Goal: Edit the data below so that every "dog's" becomes "animal's", with nothing else changed.

Input records:

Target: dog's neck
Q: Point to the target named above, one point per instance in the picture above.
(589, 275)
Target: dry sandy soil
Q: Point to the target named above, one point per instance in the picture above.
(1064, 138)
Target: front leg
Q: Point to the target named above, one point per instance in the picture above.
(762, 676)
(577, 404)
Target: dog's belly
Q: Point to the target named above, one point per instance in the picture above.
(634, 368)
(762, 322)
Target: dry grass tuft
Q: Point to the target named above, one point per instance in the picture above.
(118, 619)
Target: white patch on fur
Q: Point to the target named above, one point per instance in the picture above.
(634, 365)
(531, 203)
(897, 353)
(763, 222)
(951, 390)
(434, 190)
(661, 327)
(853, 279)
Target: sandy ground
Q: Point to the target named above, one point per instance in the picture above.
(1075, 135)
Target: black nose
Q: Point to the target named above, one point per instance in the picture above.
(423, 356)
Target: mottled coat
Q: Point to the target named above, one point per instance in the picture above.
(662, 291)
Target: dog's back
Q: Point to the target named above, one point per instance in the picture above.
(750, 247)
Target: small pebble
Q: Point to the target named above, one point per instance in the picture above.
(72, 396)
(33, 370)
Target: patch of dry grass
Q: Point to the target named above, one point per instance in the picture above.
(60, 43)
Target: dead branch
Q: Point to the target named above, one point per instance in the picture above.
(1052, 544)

Result for this task:
Target: animal's neck
Q: Point to the target named above, one point per instance in the picture above.
(589, 275)
Target: dry sandy soil
Q: Point to the target named above, one point per instance in the picture above.
(1064, 138)
Target: front leg
Q: Point to the target named above, one point per instance in the picture above.
(762, 676)
(577, 404)
Target: animal's belly
Q: Point to the target named above, one point per instance in the picture above.
(634, 368)
(762, 322)
Target: dry grass tuft
Q: Point to the target named above, one point per instance in the picture above.
(118, 619)
Target: white patch on fur
Q: Point to the target named above, one point per instance in the picture above.
(634, 365)
(531, 203)
(897, 353)
(763, 222)
(951, 390)
(434, 190)
(661, 327)
(853, 279)
Target: sandy ground
Q: Point to the target named above, one point per instance in the picture above.
(1075, 135)
Target: black nose
Q: Point to the target named above, one point per instance in the picture above.
(423, 356)
Target: mottled coat
Q: Point to the target named above, one point per instance in the picture above.
(662, 291)
Target: animal's back
Q: Point to the target named above, one point per instance in the picture above.
(750, 247)
Target: small pebble
Q: Point to the target named above, one point per instance in the picture above.
(72, 396)
(33, 370)
Target: patch of dry grass
Q: Point to the target named above, one point per instance in the picture above.
(60, 43)
Target: dead branch
Q: Point to the target named above, one point per instance in the picture above.
(1052, 544)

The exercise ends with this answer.